### What you will do
[a] According to the news article on GM's idled Equinox plant, through at least which week will CAMI employees remain down?
[b] Continue the news article on GM's idled Equinox plant from where it stops.

### Excerpted passage

General Motors has idled its Chevrolet Equinox plant in Ingersoll, Ontario, for at least two months due to the ongoing global shortage of semiconductors.
“CAMI employees were notified this morning they will remain down through at least the week of June 28,” GM Canada spokeswoman Jennifer Wright said in an email to Automotive News Canada. “We continue to work closely with our supply base to mitigate the short-term impact and leverage every available semiconductor to build and ship our most popular and in-demand products, including full-size trucks and SUVs for our customers.”
The Equinox compact crossover is GM’s second best-selling vehicle in the U.S., where 63,218 were sold during the first quarter, down 14 percent from 2020. The Silverado remained GM’s top-selling vehicle int the quarter. GM also makes the vehicle in Mexico at the Ramos Arizpe and San Luis Potosi plants.

### Data listing
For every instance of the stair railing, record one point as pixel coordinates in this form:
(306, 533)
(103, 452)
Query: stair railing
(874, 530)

...

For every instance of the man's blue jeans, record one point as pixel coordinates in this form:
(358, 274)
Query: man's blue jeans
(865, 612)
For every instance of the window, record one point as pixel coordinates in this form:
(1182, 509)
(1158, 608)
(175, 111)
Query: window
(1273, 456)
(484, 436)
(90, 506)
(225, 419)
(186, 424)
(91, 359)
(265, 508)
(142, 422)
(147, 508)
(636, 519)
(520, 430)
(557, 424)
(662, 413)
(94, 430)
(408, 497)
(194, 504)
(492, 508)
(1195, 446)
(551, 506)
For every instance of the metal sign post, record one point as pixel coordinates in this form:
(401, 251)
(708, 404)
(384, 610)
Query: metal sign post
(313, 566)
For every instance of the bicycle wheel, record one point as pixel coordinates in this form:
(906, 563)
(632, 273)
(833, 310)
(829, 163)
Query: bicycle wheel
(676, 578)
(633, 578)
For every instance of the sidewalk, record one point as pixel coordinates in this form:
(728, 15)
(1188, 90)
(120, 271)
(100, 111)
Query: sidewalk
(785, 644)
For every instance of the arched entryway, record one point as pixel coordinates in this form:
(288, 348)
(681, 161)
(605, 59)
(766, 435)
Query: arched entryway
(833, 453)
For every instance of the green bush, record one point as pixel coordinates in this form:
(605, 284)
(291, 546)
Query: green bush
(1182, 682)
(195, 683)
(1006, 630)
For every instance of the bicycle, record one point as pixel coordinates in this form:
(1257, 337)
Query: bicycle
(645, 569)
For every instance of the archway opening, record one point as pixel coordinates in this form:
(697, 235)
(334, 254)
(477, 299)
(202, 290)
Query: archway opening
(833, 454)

### Answers in order
[a] Through at least the week of June 28.

[b]
The Equinox ranks No. 4 in its segment in the U.S. behind the Toyota RAV4, Honda CR-V and Nissan Rogue, according to the Automotive News Data Center.
Unifor Local 88 represents about 1,900 hourly workers at the plant, which normally runs three shifts per day.
There appears to be no quick end in sight to the microchip shortage.
Sam Fiorani, vice-president of global vehicle forecasting at AutoForecast Solutions, on the April 30 edition of the Automotive News Canada Conversations podcast called the kink in the supply chain “uncharted waters” and expects it could last into 2022.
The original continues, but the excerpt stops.